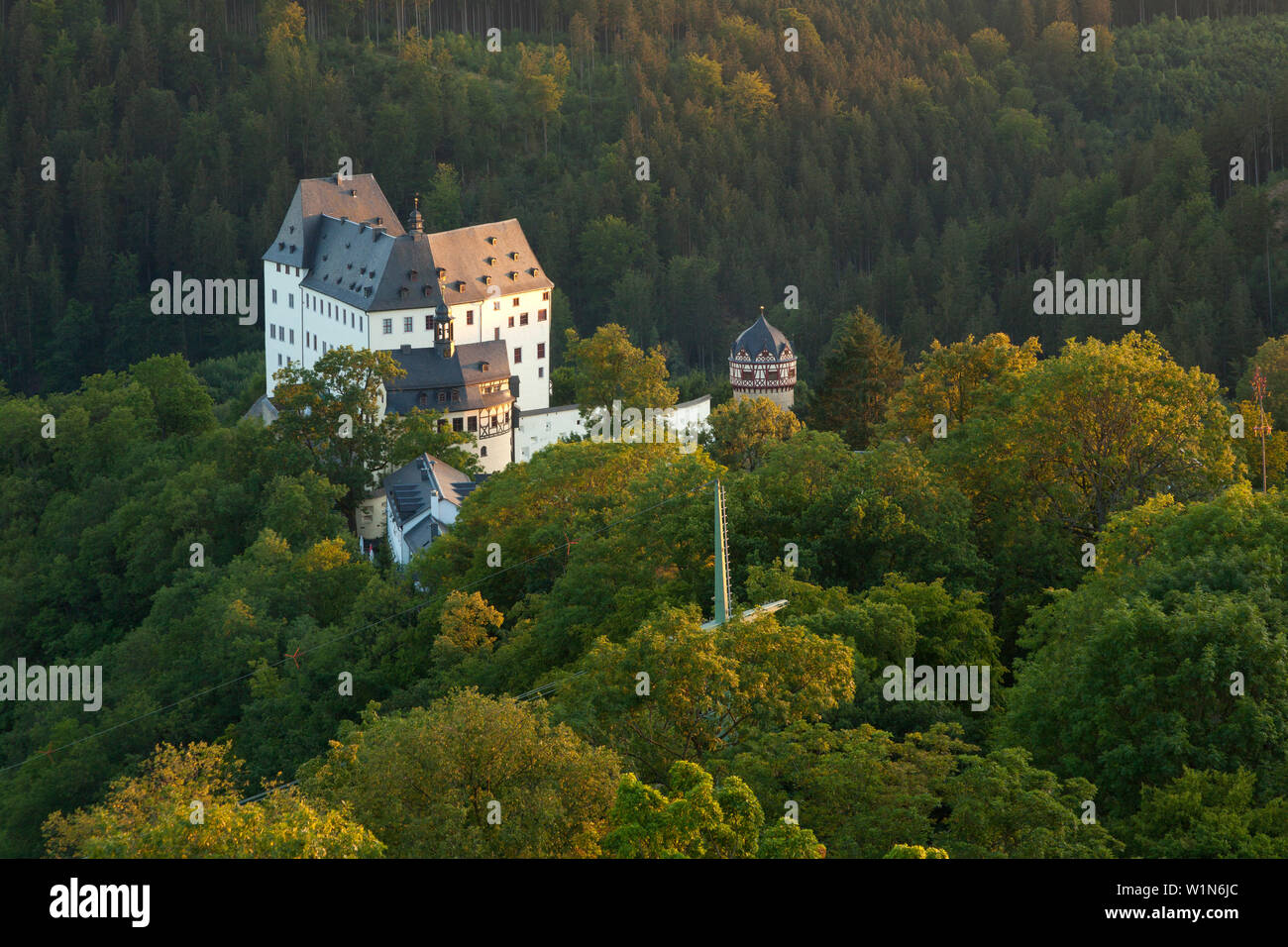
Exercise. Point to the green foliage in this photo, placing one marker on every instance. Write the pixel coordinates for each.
(1129, 676)
(185, 804)
(862, 368)
(742, 431)
(1209, 814)
(471, 776)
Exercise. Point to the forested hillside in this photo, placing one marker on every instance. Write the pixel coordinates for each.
(1086, 509)
(767, 167)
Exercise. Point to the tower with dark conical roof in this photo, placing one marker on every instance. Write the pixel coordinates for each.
(763, 365)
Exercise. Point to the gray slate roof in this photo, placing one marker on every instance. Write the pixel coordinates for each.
(359, 198)
(464, 257)
(356, 250)
(369, 269)
(408, 489)
(760, 337)
(428, 369)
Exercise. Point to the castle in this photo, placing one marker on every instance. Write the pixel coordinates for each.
(465, 312)
(467, 315)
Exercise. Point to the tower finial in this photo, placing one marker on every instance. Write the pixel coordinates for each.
(415, 222)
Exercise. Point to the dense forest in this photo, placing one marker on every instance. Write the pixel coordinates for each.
(767, 169)
(1085, 508)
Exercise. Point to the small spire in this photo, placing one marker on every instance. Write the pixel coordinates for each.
(415, 222)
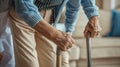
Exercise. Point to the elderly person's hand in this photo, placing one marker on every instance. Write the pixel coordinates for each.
(64, 40)
(93, 27)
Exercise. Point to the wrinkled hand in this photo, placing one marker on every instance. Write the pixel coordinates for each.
(1, 57)
(93, 27)
(64, 40)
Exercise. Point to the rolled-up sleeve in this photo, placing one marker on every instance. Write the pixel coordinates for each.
(27, 10)
(90, 8)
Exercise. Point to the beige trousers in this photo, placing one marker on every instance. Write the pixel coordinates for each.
(31, 48)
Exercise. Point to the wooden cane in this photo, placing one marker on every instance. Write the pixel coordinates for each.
(88, 45)
(58, 62)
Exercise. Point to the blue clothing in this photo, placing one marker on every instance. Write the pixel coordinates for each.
(27, 10)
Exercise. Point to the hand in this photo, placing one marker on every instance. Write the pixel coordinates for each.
(63, 40)
(93, 27)
(1, 57)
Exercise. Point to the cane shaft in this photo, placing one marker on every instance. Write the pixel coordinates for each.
(58, 63)
(88, 44)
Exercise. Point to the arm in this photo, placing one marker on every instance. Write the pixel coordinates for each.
(92, 12)
(72, 10)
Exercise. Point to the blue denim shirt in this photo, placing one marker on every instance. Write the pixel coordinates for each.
(27, 10)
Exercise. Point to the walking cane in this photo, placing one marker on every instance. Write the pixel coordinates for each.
(88, 45)
(58, 57)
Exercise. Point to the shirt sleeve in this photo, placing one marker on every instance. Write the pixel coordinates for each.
(27, 10)
(72, 10)
(90, 8)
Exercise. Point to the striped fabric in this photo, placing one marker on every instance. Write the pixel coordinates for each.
(47, 4)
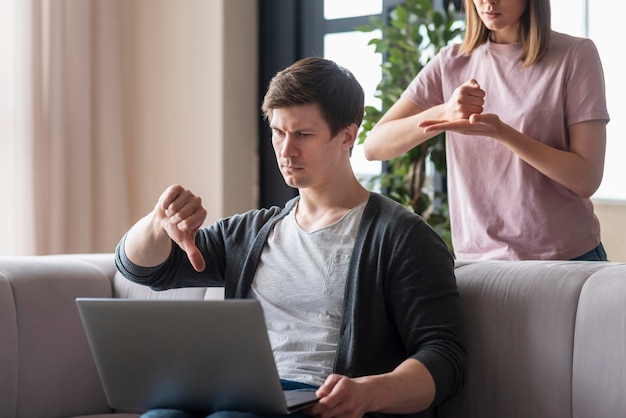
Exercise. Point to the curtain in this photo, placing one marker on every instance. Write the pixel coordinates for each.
(63, 154)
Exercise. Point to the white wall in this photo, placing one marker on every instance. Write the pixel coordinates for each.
(190, 69)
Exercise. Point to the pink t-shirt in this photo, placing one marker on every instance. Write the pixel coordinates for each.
(501, 207)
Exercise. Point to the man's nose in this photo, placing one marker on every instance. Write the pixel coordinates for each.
(288, 148)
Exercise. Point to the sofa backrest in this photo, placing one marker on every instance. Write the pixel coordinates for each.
(544, 339)
(46, 366)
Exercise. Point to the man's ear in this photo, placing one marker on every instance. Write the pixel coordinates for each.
(349, 135)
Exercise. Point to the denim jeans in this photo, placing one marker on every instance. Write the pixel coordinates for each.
(174, 413)
(597, 254)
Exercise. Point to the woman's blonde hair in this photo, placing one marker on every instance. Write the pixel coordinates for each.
(534, 30)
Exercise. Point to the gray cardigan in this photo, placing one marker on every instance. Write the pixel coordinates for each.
(401, 298)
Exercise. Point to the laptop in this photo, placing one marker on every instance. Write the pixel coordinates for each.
(192, 355)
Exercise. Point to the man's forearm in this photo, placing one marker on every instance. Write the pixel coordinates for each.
(147, 244)
(409, 388)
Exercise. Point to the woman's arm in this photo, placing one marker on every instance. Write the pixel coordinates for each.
(397, 131)
(579, 169)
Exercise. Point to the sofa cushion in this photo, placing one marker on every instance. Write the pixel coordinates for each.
(600, 347)
(519, 319)
(8, 349)
(57, 375)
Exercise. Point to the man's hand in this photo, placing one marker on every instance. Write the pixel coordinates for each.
(180, 213)
(340, 396)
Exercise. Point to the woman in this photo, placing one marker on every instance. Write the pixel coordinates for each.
(525, 112)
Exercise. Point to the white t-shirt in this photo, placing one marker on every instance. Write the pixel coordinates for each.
(500, 207)
(300, 282)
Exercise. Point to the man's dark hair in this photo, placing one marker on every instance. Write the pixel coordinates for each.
(317, 81)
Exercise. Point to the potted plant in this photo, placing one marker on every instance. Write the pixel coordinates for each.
(412, 35)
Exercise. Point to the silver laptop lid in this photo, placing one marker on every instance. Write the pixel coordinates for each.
(183, 354)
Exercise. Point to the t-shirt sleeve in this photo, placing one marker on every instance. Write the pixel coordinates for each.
(585, 92)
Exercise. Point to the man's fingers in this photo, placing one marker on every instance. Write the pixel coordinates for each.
(193, 254)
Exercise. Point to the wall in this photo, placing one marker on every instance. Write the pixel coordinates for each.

» WHAT YOU NEED TO DO
Return every item above word for word, keeping the same order and line breaks, and leave the pictures out.

» RESPONSE TO THE EXERCISE
Exercise. Point to the green foliage in this photo, placing one marker on every instance. Write the pixel coordinates for each.
(1129, 676)
(185, 804)
(862, 368)
(742, 431)
(1209, 814)
(471, 776)
Exercise. Point to the forested hillside in this photo, placing one marker on every instance. Write the pixel coordinates for each.
(1086, 509)
(767, 167)
Exercise. Point to the tower with dark conical roof in this photo, placing one marker on every instance. Write the pixel coordinates for each.
(763, 365)
Exercise. Point to the gray slate roof in this photo, placing one marker on every instance. Write the pixel coordinates for each.
(359, 198)
(464, 257)
(356, 250)
(369, 269)
(408, 489)
(760, 337)
(428, 369)
Exercise. Point to the castle in this photo, placing one marker on every instance. Write the pixel coordinates for each.
(465, 312)
(467, 315)
Exercise. Point to the tower finial in this photo, placing one marker on every instance. Write the pixel coordinates for each.
(415, 222)
Exercise. Point to the dense forest in this photo, placing one marker on every instance. Write the pixel coordinates for each.
(767, 169)
(1085, 508)
Exercise. Point to the small spire in this photo, placing one marker on every instance. Write the pixel coordinates for each.
(415, 222)
Exercise. Point to the elderly person's hand in this photo, placing one marker on every instance. Write the pixel coordinates for each.
(64, 40)
(93, 27)
Exercise. Point to the wrinkled hand in this photo, placing one marker on every instance. Write the pixel coordinates for each.
(1, 57)
(93, 27)
(64, 40)
Exercise. Point to the rolled-up sleeve in this photo, placing one marker on every instance. Write the pixel coordinates for each.
(27, 10)
(90, 8)
Exercise. Point to the beige trousers in this photo, placing one marker on every instance. Write the pixel coordinates for each.
(31, 48)
Exercise. Point to the wooden cane in this photo, placing one marker on every instance. Write the pixel coordinates for each.
(88, 45)
(58, 62)
Exercise. Point to the blue clothing in this photo, placing one marker on every instance. Write the pixel coordinates for each.
(27, 10)
Exercise. Point to the hand in this photo, placing one marker on every instance. Write the pixel coordinates for each.
(63, 40)
(93, 27)
(1, 57)
Exercise. Point to the cane shaft in this photo, placing one marker on every instance. Write the pixel coordinates for each.
(58, 63)
(88, 44)
Exercise. Point to the arm in this photo, placing one marker on every instance. Write the pixel coordinates for each.
(92, 12)
(72, 10)
Exercise. Point to the blue denim shirt in this photo, placing one marker on every instance. Write the pixel coordinates for each.
(27, 10)
Exercise. Point to the walking cane in this photo, placing one marker on every instance. Write the pixel coordinates for each.
(88, 45)
(58, 57)
Exercise. Point to the shirt sleeve in this photo, placing one marker on every instance. Write the pixel coordinates for each.
(27, 10)
(72, 10)
(90, 8)
Exercise. Point to the striped fabric in this photo, placing one marker on every instance. Write the pixel coordinates for each.
(47, 4)
Exercise. Point to the curtain in this photo, placing one marker on every instance. Write the pixel coordinates for each.
(63, 154)
Exercise. Point to the white wall in this photo, placing one marker on every instance. Write the pixel coordinates for each.
(190, 69)
Exercise. Point to the pink t-shirt in this photo, placing one marker on every instance. Write the pixel coordinates for each.
(501, 207)
Exercise. Point to the man's nose in this photo, placing one marker on every instance. Write the pixel coordinates for each.
(288, 148)
Exercise. Point to the sofa backrest in this photo, placing one marker on every instance. Write the pixel coordinates for each.
(544, 339)
(46, 366)
Exercise. Point to the man's ear in this photo, placing one marker on every instance. Write the pixel coordinates for each.
(349, 135)
Exercise. Point to the denim jeans in this photo, placing one marker on every instance. Write the pixel coordinates for each.
(174, 413)
(597, 254)
Exercise. Point to the woman's blonde hair in this photo, placing one marker on every instance. Write the pixel coordinates for each.
(534, 30)
Exercise. Point to the gray cardigan in this photo, placing one marker on every instance. Write the pixel coordinates for each.
(401, 298)
Exercise. Point to the laptop in this photo, placing one marker on every instance. Write the pixel coordinates for each.
(192, 355)
Exercise. Point to the man's forearm in this photo, placing one marker on every instance. Write the pixel coordinates for each.
(147, 244)
(409, 388)
Exercise. Point to the woman's arm in this photo, placing one marker on every instance. Write the pixel coordinates for each.
(397, 131)
(579, 169)
Exercise. Point to the sofa cushion in this photo, placing one marker on every instance. Write the pixel coordinates for each.
(600, 347)
(519, 319)
(8, 349)
(57, 375)
Exercise. Point to the man's hand in this photo, placing one marker on every instance. Write the pixel coordinates for each.
(180, 213)
(340, 396)
Exercise. Point to the woman in this photo, placing one marker on every instance. Write the pixel coordinates for each.
(525, 112)
Exercise. Point to the white t-shirt in this photo, placing one marker on every instance. Write the pixel coordinates for each.
(500, 207)
(300, 282)
Exercise. Point to the man's dark hair in this photo, placing one marker on every instance. Write the pixel coordinates for each.
(317, 81)
Exercise. Point to the potted plant in this photo, placing one marker on every instance. Write the pixel coordinates for each.
(412, 35)
Exercise. Point to the silver laptop lid in this photo, placing one marker on every instance. Write the pixel coordinates for each.
(183, 354)
Exercise. Point to the t-shirt sleeve in this photo, placing one marker on every instance. Write the pixel coordinates for each.
(585, 92)
Exercise. Point to the man's fingers in this photo, placing one marker on every instance. Write the pixel coordinates for each.
(193, 254)
Exercise. Point to the wall in this photo, placing one marker on every instance. Write the pixel coordinates for each.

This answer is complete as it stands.